[Given records]
━━━━━━━━━━━━━━━━

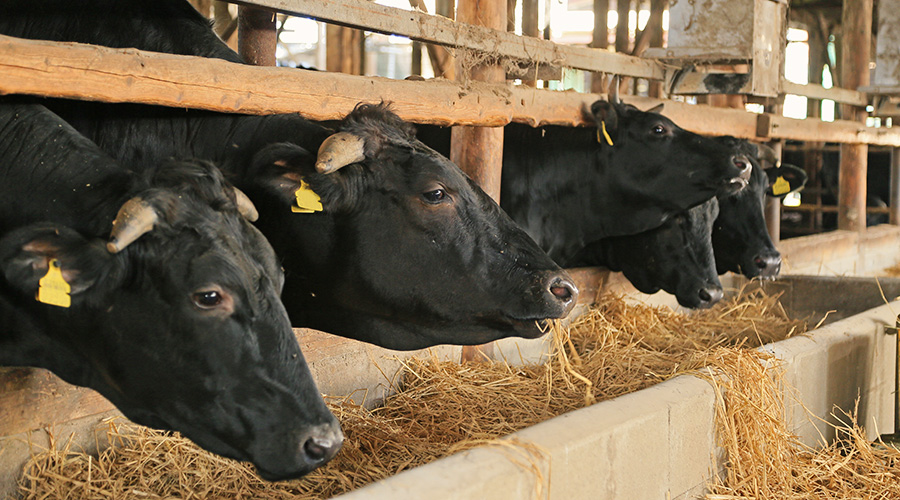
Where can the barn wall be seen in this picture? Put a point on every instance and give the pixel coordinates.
(842, 252)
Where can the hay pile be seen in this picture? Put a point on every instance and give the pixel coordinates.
(440, 408)
(891, 272)
(765, 460)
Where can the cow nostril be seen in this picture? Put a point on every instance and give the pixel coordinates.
(710, 295)
(318, 449)
(742, 164)
(563, 290)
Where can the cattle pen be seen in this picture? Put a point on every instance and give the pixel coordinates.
(494, 86)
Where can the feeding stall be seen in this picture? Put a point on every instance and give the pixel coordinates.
(655, 442)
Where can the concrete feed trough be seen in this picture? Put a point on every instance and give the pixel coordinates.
(660, 442)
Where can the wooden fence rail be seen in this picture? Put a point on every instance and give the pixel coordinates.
(81, 71)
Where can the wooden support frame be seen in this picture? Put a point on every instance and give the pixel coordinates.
(80, 71)
(856, 22)
(435, 29)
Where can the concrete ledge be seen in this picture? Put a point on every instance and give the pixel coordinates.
(660, 442)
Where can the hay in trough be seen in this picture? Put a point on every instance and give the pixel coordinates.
(765, 460)
(440, 407)
(891, 272)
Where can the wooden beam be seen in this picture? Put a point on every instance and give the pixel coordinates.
(256, 36)
(479, 150)
(600, 40)
(622, 41)
(814, 91)
(435, 29)
(79, 71)
(895, 187)
(657, 7)
(856, 26)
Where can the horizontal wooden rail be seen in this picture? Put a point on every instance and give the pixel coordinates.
(439, 30)
(845, 96)
(81, 71)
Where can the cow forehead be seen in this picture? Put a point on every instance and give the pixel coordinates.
(426, 164)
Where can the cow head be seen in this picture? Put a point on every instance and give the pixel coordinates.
(650, 168)
(177, 321)
(676, 257)
(740, 236)
(406, 252)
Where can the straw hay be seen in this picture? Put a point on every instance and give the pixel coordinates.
(444, 407)
(767, 461)
(892, 272)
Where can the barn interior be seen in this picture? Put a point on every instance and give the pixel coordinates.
(817, 81)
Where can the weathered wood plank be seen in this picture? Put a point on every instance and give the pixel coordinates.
(435, 29)
(125, 75)
(814, 91)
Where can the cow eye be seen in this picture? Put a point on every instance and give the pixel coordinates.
(435, 196)
(207, 299)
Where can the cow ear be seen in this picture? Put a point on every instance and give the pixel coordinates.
(784, 179)
(53, 263)
(607, 118)
(288, 171)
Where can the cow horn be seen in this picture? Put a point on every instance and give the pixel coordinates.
(339, 150)
(767, 156)
(245, 206)
(135, 218)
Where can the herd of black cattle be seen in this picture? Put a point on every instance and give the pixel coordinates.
(179, 310)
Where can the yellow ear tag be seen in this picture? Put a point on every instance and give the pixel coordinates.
(307, 200)
(605, 134)
(52, 288)
(781, 186)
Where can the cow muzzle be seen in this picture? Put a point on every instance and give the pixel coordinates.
(560, 293)
(767, 264)
(314, 447)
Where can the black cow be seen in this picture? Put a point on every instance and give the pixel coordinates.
(569, 187)
(175, 319)
(676, 257)
(740, 237)
(407, 252)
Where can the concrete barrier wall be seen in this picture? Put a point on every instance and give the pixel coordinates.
(842, 252)
(659, 443)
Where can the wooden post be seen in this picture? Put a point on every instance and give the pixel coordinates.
(416, 64)
(895, 189)
(343, 50)
(479, 150)
(773, 205)
(657, 7)
(622, 42)
(812, 150)
(600, 41)
(256, 35)
(856, 26)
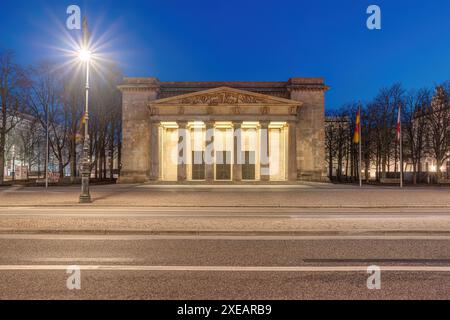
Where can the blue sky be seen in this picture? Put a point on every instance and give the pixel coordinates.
(207, 40)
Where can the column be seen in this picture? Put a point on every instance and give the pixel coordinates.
(182, 150)
(264, 149)
(292, 151)
(237, 141)
(154, 151)
(209, 151)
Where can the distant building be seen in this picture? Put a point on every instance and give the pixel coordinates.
(212, 132)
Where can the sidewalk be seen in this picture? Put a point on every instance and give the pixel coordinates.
(301, 196)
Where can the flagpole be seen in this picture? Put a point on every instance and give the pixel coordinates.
(360, 148)
(401, 144)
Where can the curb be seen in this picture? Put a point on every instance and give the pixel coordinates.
(92, 206)
(228, 233)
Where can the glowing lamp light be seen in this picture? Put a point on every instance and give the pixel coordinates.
(84, 55)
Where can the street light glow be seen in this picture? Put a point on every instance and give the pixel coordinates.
(84, 55)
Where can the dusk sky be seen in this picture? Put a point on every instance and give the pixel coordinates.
(249, 40)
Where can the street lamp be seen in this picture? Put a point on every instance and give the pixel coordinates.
(85, 196)
(13, 173)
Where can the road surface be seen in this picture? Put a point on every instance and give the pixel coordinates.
(224, 266)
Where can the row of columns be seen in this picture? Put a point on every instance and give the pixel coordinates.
(237, 166)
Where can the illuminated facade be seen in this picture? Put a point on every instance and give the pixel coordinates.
(222, 132)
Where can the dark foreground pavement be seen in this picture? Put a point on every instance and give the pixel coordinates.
(224, 267)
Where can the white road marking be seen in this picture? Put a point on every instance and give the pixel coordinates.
(226, 268)
(218, 237)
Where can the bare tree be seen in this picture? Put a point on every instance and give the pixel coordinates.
(46, 103)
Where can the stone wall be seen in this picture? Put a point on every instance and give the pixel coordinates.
(310, 129)
(136, 130)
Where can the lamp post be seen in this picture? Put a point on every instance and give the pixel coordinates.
(13, 173)
(85, 196)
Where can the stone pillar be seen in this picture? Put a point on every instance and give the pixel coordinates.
(292, 151)
(310, 127)
(154, 151)
(237, 161)
(182, 150)
(264, 149)
(209, 151)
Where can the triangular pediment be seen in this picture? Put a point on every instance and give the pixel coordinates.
(224, 96)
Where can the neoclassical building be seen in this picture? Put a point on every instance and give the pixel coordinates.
(223, 132)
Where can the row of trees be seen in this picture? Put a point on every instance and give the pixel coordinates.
(45, 99)
(426, 133)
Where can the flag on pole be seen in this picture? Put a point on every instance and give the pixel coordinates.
(399, 124)
(86, 34)
(356, 136)
(400, 142)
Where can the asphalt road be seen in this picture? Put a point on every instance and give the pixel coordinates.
(224, 266)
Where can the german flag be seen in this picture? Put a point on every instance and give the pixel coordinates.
(357, 135)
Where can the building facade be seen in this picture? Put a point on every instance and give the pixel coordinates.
(219, 132)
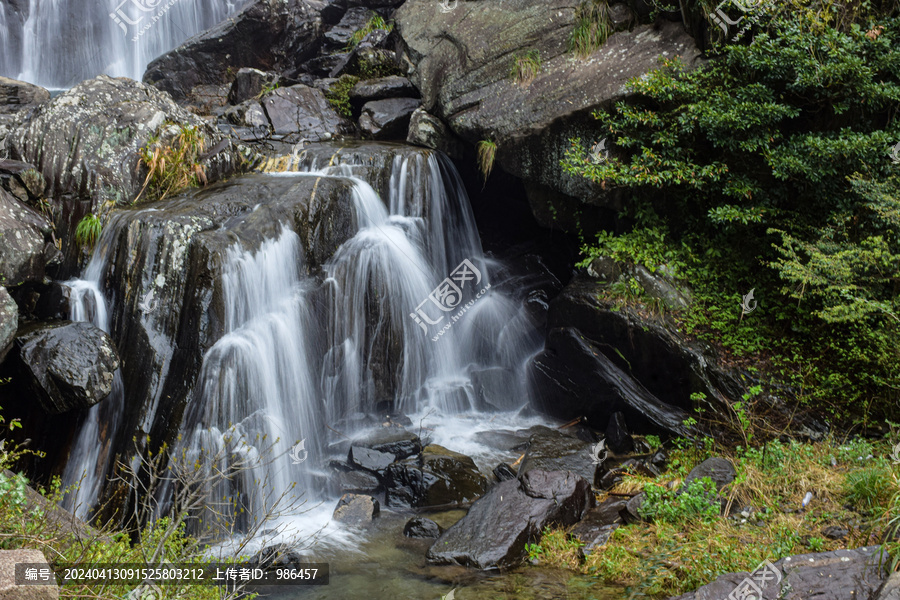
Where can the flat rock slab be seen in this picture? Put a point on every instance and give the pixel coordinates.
(513, 513)
(836, 575)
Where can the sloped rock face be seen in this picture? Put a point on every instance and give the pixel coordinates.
(462, 62)
(86, 140)
(270, 35)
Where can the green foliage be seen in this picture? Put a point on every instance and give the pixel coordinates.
(768, 169)
(487, 151)
(525, 67)
(592, 27)
(376, 21)
(698, 501)
(338, 94)
(87, 233)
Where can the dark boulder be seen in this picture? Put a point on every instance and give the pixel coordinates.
(269, 35)
(512, 514)
(420, 527)
(69, 365)
(304, 111)
(356, 509)
(387, 119)
(437, 477)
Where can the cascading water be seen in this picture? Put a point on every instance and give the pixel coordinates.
(89, 457)
(58, 43)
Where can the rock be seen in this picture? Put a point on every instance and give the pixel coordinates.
(437, 477)
(392, 86)
(370, 460)
(86, 140)
(513, 513)
(305, 111)
(427, 130)
(9, 322)
(33, 558)
(835, 575)
(356, 509)
(617, 437)
(550, 450)
(23, 252)
(420, 527)
(16, 95)
(22, 180)
(71, 365)
(269, 35)
(462, 61)
(387, 119)
(248, 84)
(719, 470)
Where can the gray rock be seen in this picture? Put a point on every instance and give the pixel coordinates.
(8, 588)
(9, 322)
(70, 365)
(305, 111)
(86, 140)
(550, 450)
(16, 95)
(387, 119)
(513, 513)
(836, 575)
(437, 477)
(420, 527)
(23, 253)
(275, 35)
(356, 509)
(427, 130)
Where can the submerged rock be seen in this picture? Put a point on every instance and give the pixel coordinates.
(437, 477)
(70, 365)
(513, 513)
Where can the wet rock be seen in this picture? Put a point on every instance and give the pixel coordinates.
(437, 477)
(86, 140)
(513, 513)
(427, 130)
(269, 35)
(720, 470)
(305, 111)
(249, 83)
(17, 95)
(70, 365)
(420, 527)
(835, 575)
(9, 590)
(617, 437)
(356, 509)
(9, 322)
(370, 460)
(387, 119)
(23, 252)
(550, 450)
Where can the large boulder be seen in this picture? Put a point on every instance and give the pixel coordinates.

━━━━━━━━━━━━━━━━

[Exercise instructions] Reproduce the final stretch of the data above: every line from the one holding "Where can the sloped" through the end, inclusive, exactly as written and nothing else.

[Written response]
Where can the sloped rock face be seen in this picture? Put a point on every instance and give the pixel coordinates.
(462, 62)
(86, 140)
(270, 35)
Where can the green foliage be seen in this picture? Put a point on every instance and give the pixel coordinates.
(768, 169)
(487, 151)
(525, 67)
(592, 27)
(376, 21)
(698, 501)
(338, 94)
(87, 233)
Where can the dark boulder be seen in this picture? Put a point on every instance and give the pixel coordinates.
(269, 35)
(512, 514)
(420, 527)
(69, 365)
(304, 111)
(356, 509)
(387, 119)
(437, 477)
Where can the cascading water be seen in this picture? Put a point on every instance and give the pixel coordinates.
(89, 457)
(58, 43)
Where can the rock be seen in this picture? Put a point on every instance and give the pixel coordinates.
(437, 477)
(392, 86)
(370, 460)
(86, 140)
(513, 513)
(305, 111)
(427, 130)
(9, 322)
(33, 558)
(835, 575)
(356, 509)
(617, 437)
(550, 450)
(23, 252)
(420, 527)
(16, 95)
(22, 180)
(71, 365)
(269, 35)
(462, 61)
(387, 119)
(248, 84)
(719, 470)
Where can the gray rock be seen in this picture? Put a point on every instance and give the pixel coordinates.
(8, 588)
(9, 322)
(70, 365)
(305, 111)
(86, 140)
(550, 450)
(16, 95)
(387, 119)
(513, 513)
(836, 575)
(437, 477)
(420, 527)
(23, 253)
(275, 35)
(356, 509)
(427, 130)
Where can the submerged rock be seen in this picture? Put a point on every instance and give the pixel coordinates.
(437, 477)
(70, 365)
(513, 513)
Where can the wet rock be seen in this picture? Put a point on every instance and give the pixel coordinates.
(437, 477)
(86, 140)
(513, 513)
(427, 130)
(269, 35)
(720, 470)
(305, 111)
(249, 83)
(17, 95)
(70, 365)
(420, 527)
(835, 575)
(9, 590)
(617, 437)
(356, 509)
(9, 322)
(370, 460)
(387, 119)
(23, 252)
(550, 450)
Where can the large boulder be seen in this picture? Put a point on every instance and give the pixel coordinates.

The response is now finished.